>>

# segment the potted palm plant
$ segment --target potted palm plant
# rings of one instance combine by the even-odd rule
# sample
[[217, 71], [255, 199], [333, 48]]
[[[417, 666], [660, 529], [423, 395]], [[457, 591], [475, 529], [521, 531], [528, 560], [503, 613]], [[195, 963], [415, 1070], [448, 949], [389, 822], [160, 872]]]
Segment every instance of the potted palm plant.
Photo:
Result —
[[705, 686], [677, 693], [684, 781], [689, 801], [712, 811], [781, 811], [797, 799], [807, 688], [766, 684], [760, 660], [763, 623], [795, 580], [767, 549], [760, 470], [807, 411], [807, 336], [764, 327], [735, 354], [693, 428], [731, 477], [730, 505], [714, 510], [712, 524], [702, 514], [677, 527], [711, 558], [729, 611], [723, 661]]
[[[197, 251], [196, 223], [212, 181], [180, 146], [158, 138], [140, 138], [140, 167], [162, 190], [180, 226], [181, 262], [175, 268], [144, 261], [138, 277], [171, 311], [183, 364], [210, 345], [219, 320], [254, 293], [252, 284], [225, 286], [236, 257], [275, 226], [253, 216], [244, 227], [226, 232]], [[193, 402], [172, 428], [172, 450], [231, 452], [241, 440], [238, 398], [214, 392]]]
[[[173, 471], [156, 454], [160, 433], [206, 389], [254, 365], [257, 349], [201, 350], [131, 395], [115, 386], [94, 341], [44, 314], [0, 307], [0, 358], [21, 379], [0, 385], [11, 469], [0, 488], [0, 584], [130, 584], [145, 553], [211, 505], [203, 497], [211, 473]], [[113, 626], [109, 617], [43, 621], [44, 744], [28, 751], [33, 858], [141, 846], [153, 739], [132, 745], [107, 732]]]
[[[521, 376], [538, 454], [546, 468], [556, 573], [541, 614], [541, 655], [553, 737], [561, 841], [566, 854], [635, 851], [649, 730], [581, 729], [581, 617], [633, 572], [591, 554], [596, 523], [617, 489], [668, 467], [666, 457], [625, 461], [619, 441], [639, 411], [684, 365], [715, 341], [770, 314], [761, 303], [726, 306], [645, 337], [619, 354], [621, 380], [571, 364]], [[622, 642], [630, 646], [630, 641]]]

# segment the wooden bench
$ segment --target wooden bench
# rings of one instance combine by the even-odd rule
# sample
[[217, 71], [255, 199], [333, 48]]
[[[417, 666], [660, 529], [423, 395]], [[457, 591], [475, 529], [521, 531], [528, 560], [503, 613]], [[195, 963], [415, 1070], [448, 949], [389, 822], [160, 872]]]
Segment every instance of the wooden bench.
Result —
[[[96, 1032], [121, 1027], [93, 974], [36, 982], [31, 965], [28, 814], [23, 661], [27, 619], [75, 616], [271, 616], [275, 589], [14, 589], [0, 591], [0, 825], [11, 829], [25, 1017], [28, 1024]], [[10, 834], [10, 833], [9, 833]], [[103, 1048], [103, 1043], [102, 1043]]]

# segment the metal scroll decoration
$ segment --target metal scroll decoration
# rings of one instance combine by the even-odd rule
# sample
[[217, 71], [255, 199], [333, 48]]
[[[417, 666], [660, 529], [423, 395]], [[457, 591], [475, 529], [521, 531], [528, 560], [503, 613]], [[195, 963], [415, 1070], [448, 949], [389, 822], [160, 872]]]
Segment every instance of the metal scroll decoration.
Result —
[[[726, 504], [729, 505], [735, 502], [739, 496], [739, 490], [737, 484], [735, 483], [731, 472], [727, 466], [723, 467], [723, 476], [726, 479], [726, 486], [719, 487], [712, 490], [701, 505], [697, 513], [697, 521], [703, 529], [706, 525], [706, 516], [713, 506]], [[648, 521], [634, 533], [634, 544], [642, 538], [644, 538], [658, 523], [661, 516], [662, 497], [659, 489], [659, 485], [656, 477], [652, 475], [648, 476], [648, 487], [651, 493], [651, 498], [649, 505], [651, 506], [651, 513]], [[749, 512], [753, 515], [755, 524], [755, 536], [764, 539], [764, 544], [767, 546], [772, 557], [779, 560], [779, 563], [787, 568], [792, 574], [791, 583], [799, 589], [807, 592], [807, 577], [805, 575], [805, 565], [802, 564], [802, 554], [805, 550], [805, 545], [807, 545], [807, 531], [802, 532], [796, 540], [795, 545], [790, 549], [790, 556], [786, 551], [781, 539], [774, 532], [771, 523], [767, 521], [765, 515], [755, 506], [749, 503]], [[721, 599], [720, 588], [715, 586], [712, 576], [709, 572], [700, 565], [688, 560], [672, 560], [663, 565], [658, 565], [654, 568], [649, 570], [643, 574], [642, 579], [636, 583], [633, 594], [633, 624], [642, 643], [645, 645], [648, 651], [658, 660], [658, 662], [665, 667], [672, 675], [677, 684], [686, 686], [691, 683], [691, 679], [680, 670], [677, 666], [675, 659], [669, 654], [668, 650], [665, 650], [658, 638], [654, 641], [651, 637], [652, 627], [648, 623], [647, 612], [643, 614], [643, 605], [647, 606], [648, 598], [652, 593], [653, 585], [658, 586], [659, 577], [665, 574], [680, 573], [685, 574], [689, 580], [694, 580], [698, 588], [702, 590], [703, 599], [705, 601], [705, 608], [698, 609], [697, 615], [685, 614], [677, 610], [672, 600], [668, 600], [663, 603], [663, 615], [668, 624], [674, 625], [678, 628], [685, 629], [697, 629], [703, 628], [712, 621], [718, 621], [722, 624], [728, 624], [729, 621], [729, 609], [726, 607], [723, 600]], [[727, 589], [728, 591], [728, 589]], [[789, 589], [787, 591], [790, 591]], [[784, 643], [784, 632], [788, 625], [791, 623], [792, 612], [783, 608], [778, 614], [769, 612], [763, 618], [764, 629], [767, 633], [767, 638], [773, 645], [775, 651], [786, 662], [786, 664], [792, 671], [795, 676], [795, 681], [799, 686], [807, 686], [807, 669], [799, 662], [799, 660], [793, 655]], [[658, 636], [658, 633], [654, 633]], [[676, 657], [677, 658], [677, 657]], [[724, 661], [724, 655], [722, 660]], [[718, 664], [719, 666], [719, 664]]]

<<

▶ _Written exercise_
Swap every "wooden bench" in the records above for "garden bench" and reproduce them with nothing else changed.

▶ _Reply to the task_
# segment the potted palm plant
$ segment --target potted palm plant
# rings of one instance combine by the even-odd rule
# sample
[[217, 71], [255, 199], [333, 48]]
[[[417, 666], [660, 529], [423, 395]], [[457, 591], [475, 529], [521, 531], [528, 560], [503, 613]], [[195, 963], [415, 1070], [448, 949], [389, 822], [160, 872]]]
Segment every instance of the potted palm plant.
Photo:
Result —
[[705, 686], [677, 693], [684, 781], [689, 801], [712, 811], [781, 811], [797, 799], [807, 688], [766, 684], [760, 660], [763, 623], [795, 580], [767, 549], [760, 470], [807, 411], [807, 336], [764, 327], [735, 354], [693, 428], [731, 477], [730, 505], [714, 510], [712, 524], [702, 514], [677, 527], [711, 558], [729, 611], [723, 661]]
[[[197, 251], [196, 223], [212, 181], [180, 146], [158, 138], [140, 138], [140, 167], [162, 190], [180, 226], [181, 262], [175, 268], [144, 261], [138, 277], [171, 311], [183, 364], [210, 345], [219, 320], [254, 293], [252, 284], [225, 286], [236, 257], [275, 226], [253, 216], [244, 227], [226, 232]], [[193, 402], [172, 428], [172, 450], [231, 452], [241, 440], [238, 398], [214, 392]]]
[[[173, 471], [156, 454], [160, 433], [206, 389], [254, 365], [257, 349], [201, 350], [131, 395], [115, 386], [94, 341], [44, 314], [0, 307], [0, 358], [21, 379], [0, 385], [11, 469], [0, 488], [0, 584], [130, 584], [145, 553], [211, 505], [203, 497], [211, 473]], [[113, 626], [109, 617], [43, 621], [44, 744], [28, 751], [33, 858], [141, 846], [153, 739], [132, 745], [107, 732]]]
[[[521, 376], [538, 454], [546, 468], [556, 573], [541, 614], [541, 655], [553, 737], [561, 841], [566, 854], [635, 851], [649, 730], [581, 729], [581, 617], [633, 572], [591, 554], [596, 523], [617, 489], [668, 467], [666, 457], [625, 461], [619, 441], [639, 411], [684, 365], [715, 341], [770, 314], [761, 303], [726, 306], [645, 337], [619, 354], [621, 380], [571, 364]], [[622, 642], [630, 646], [630, 641]]]

# segment the garden bench
$ segment --target garden bench
# rings of one instance combine by the even-odd rule
# sample
[[217, 71], [255, 199], [333, 48]]
[[[417, 666], [660, 529], [423, 395]], [[457, 591], [475, 529], [521, 531], [528, 560], [503, 613]], [[195, 963], [415, 1070], [448, 949], [389, 822], [160, 872]]]
Segment every instance of the garden bench.
Result —
[[[96, 1032], [121, 1027], [93, 974], [36, 982], [31, 965], [28, 814], [23, 661], [27, 619], [75, 616], [271, 616], [275, 589], [14, 589], [0, 591], [0, 825], [11, 829], [25, 1017], [28, 1024]], [[10, 834], [10, 833], [9, 833]], [[103, 1048], [103, 1043], [102, 1043]]]

# segment the metal scroll decoration
$ segment --target metal scroll decoration
# rings of one instance combine by the even-odd rule
# sample
[[217, 71], [255, 199], [333, 48]]
[[[417, 666], [660, 529], [423, 395]], [[457, 591], [475, 529], [521, 531], [528, 560], [503, 613]], [[195, 963], [415, 1070], [448, 949], [389, 822], [160, 872]]]
Segment every instance of the metal scroll decoration.
Result —
[[[726, 504], [729, 505], [735, 502], [739, 496], [739, 490], [737, 484], [735, 483], [731, 472], [727, 466], [723, 467], [723, 476], [726, 479], [726, 486], [719, 487], [712, 490], [701, 505], [697, 513], [697, 521], [703, 529], [706, 525], [706, 516], [713, 506]], [[648, 521], [634, 533], [634, 544], [642, 538], [644, 538], [658, 523], [661, 516], [662, 497], [659, 489], [659, 485], [656, 477], [652, 475], [648, 476], [648, 487], [651, 493], [651, 498], [649, 505], [651, 506], [651, 513]], [[749, 512], [753, 515], [755, 524], [755, 536], [764, 539], [764, 544], [767, 546], [772, 557], [779, 560], [779, 563], [787, 568], [792, 574], [791, 583], [799, 589], [807, 592], [807, 577], [805, 575], [805, 565], [802, 564], [802, 554], [805, 550], [805, 545], [807, 545], [807, 531], [802, 532], [796, 540], [795, 545], [790, 549], [790, 556], [786, 551], [781, 539], [774, 532], [771, 523], [767, 521], [765, 515], [755, 506], [749, 503]], [[721, 599], [720, 588], [715, 586], [712, 576], [709, 572], [700, 565], [688, 560], [672, 560], [663, 565], [658, 565], [654, 568], [649, 570], [643, 574], [642, 579], [636, 583], [633, 594], [633, 624], [642, 643], [645, 645], [648, 651], [658, 660], [658, 662], [665, 667], [672, 675], [677, 684], [686, 686], [691, 683], [691, 679], [680, 670], [677, 666], [675, 659], [669, 654], [668, 650], [665, 650], [658, 638], [654, 641], [651, 637], [652, 627], [648, 623], [647, 612], [643, 614], [643, 605], [647, 606], [648, 598], [652, 593], [653, 585], [658, 586], [659, 577], [665, 574], [680, 573], [685, 574], [689, 580], [694, 580], [698, 588], [702, 590], [703, 599], [705, 601], [705, 608], [698, 609], [697, 615], [685, 614], [677, 610], [672, 600], [668, 600], [663, 603], [663, 615], [668, 624], [674, 625], [678, 628], [685, 629], [697, 629], [703, 628], [712, 621], [718, 621], [722, 624], [728, 624], [729, 621], [729, 609], [726, 607], [723, 600]], [[727, 589], [728, 591], [728, 589]], [[789, 589], [787, 591], [790, 591]], [[784, 643], [784, 632], [788, 625], [791, 623], [792, 612], [783, 608], [778, 614], [769, 612], [763, 618], [764, 629], [767, 633], [767, 638], [773, 645], [775, 651], [786, 662], [786, 664], [792, 671], [795, 676], [795, 681], [799, 686], [807, 686], [807, 669], [799, 662], [799, 660], [793, 655]], [[658, 636], [658, 633], [654, 633]], [[676, 657], [677, 658], [677, 657]], [[724, 661], [724, 655], [722, 660]], [[718, 664], [719, 666], [719, 664]]]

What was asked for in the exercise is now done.